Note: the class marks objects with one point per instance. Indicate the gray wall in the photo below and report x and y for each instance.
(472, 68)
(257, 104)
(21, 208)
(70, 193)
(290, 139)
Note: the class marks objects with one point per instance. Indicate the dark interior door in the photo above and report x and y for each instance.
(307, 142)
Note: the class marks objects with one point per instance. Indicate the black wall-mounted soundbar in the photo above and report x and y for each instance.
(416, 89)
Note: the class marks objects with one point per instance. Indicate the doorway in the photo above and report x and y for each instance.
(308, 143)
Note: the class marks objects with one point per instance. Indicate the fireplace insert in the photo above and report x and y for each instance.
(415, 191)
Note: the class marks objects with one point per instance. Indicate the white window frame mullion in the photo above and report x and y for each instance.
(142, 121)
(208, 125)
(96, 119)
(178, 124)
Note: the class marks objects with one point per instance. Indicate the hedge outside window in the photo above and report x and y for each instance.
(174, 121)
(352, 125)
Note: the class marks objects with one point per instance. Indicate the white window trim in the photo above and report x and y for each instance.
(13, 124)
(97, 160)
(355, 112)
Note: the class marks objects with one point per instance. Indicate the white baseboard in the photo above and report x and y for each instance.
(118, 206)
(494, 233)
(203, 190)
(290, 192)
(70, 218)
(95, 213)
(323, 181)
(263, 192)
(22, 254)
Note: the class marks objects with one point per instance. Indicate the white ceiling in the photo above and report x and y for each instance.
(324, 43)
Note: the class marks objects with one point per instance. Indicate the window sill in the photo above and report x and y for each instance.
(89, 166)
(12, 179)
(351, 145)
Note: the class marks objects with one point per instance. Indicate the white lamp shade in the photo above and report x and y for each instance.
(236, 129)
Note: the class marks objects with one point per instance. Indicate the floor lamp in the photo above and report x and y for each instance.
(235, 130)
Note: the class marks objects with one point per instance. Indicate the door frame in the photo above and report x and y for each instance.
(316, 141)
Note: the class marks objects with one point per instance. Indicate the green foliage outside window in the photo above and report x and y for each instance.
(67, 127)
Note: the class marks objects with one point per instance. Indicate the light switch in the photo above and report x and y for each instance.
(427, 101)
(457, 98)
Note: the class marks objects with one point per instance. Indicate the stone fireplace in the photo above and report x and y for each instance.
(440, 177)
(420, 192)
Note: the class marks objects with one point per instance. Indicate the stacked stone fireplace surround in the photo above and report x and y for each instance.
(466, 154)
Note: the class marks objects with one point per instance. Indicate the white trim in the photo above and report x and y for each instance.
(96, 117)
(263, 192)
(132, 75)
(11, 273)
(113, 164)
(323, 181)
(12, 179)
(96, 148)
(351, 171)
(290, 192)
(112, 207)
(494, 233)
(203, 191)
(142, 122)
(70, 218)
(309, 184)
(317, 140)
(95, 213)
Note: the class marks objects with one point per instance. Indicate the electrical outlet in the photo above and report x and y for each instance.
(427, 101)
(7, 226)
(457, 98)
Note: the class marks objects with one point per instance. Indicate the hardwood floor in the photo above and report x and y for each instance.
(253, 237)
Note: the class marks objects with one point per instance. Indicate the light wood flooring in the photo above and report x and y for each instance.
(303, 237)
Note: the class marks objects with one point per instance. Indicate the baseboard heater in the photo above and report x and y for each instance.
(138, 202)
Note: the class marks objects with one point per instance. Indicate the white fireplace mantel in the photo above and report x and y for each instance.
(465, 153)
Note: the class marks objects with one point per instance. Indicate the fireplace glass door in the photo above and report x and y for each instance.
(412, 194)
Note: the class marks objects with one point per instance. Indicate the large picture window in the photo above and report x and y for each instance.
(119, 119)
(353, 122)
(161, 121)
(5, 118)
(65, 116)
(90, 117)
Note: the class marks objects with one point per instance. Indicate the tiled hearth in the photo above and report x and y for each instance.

==

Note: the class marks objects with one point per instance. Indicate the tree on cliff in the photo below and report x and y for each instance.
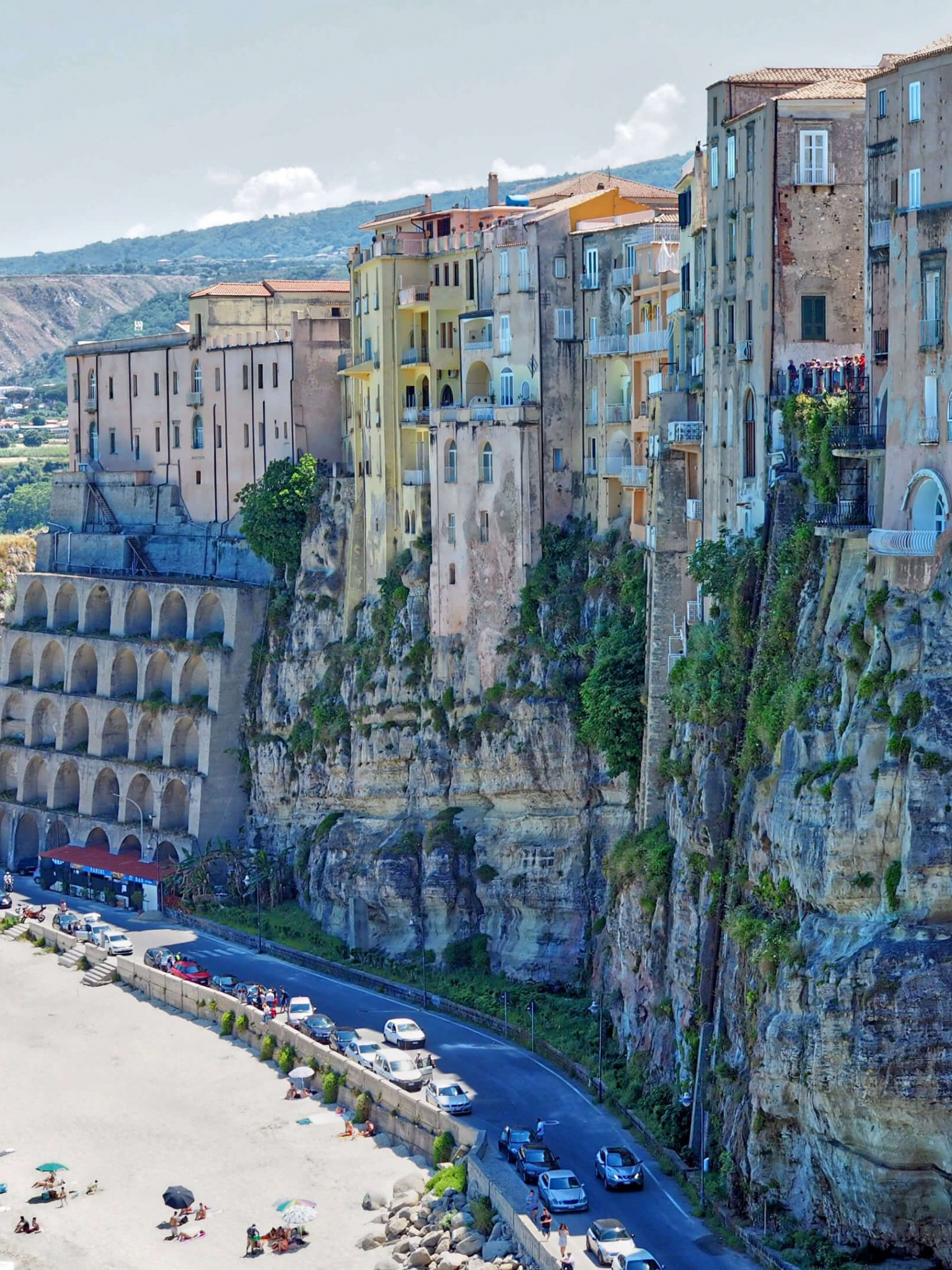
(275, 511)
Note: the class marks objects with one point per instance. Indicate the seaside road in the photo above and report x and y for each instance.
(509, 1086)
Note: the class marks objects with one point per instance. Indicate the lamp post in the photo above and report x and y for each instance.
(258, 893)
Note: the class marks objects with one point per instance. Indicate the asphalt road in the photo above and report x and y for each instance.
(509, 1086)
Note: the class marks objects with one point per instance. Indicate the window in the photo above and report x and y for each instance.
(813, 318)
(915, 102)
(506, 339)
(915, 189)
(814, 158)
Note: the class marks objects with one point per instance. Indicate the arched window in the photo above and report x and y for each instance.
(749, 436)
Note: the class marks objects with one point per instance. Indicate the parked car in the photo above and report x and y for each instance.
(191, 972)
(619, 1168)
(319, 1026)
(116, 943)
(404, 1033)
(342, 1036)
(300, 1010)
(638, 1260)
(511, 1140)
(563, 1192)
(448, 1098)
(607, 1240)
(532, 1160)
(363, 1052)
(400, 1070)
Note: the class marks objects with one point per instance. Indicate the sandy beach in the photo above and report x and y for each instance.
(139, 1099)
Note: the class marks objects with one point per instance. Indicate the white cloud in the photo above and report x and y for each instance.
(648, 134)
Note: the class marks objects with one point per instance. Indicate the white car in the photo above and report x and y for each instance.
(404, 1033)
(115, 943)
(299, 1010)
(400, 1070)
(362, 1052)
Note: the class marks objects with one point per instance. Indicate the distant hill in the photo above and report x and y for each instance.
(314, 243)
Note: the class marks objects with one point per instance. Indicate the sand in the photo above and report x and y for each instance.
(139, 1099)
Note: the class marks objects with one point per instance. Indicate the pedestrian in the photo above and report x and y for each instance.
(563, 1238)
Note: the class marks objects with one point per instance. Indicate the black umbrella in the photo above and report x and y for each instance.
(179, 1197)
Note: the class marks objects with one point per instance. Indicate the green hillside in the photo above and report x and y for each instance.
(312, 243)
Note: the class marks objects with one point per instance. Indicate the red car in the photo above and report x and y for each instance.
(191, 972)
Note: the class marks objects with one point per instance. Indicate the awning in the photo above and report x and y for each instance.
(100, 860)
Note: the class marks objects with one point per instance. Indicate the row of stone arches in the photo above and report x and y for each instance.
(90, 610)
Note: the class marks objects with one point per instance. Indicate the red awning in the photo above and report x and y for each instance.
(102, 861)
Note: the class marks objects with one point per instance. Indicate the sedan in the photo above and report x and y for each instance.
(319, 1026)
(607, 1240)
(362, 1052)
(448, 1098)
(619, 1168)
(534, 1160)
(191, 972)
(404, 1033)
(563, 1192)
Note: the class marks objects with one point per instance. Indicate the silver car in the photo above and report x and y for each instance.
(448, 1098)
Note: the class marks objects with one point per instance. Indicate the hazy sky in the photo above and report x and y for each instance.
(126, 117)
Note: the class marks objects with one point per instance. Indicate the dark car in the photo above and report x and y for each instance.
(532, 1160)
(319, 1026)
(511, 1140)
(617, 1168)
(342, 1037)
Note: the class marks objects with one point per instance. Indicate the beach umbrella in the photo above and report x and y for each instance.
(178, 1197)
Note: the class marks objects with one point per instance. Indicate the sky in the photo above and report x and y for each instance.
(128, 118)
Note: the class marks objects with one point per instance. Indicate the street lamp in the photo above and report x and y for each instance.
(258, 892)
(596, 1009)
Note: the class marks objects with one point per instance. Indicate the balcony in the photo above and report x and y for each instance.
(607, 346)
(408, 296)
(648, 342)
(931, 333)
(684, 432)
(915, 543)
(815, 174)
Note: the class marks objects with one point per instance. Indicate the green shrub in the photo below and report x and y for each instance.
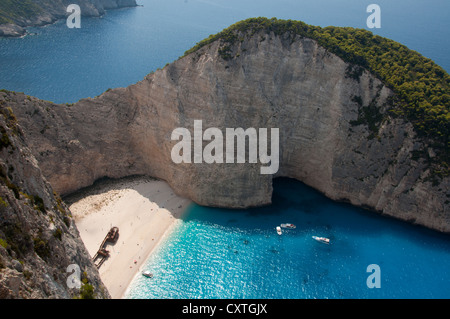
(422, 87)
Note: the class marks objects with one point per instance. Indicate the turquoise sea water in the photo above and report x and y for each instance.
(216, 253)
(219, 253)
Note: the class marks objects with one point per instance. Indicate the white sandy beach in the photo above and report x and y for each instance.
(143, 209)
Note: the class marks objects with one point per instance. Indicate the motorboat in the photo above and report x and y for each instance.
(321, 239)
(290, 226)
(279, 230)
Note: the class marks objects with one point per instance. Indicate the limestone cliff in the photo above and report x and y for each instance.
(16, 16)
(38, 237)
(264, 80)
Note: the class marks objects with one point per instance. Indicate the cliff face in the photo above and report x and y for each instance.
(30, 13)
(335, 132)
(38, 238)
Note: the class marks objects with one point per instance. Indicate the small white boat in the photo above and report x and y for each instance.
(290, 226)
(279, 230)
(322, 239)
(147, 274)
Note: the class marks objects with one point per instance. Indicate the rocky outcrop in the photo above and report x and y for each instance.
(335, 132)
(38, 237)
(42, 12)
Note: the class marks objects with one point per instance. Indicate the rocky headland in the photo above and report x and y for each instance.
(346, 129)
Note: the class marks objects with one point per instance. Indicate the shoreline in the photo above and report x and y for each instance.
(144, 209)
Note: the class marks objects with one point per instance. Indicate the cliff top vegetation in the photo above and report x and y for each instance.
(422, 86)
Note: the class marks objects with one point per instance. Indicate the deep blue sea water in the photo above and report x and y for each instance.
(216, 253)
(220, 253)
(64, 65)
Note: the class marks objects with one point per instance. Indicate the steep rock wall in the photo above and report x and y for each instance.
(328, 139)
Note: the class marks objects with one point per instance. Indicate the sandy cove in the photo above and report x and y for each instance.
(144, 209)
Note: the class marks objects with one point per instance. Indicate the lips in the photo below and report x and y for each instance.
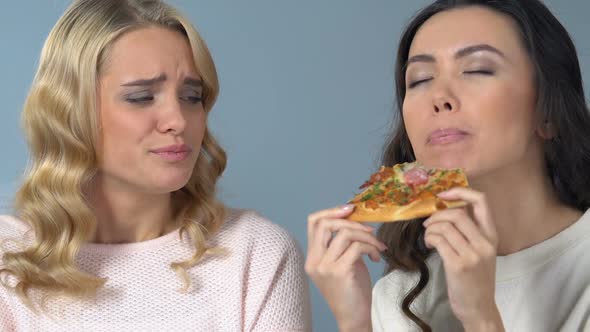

__Exercise instructions__.
Express the data from the line containing "Indicate the large" up to and including the line containing "Indicate the tiled" as a JSON list of strings, one string per line, with blank lines omitted.

__Task result__.
[
  "Note: the class marks objects with one point per instance. Indicate the large picture window in the photo above and report x and y for each instance.",
  "(119, 119)",
  "(353, 122)",
  "(161, 121)",
  "(5, 118)",
  "(65, 116)",
  "(90, 117)",
  "Note: the class marks objects with one point per instance. Indicate the tiled hearth in the photo above and report x and y for each instance."
]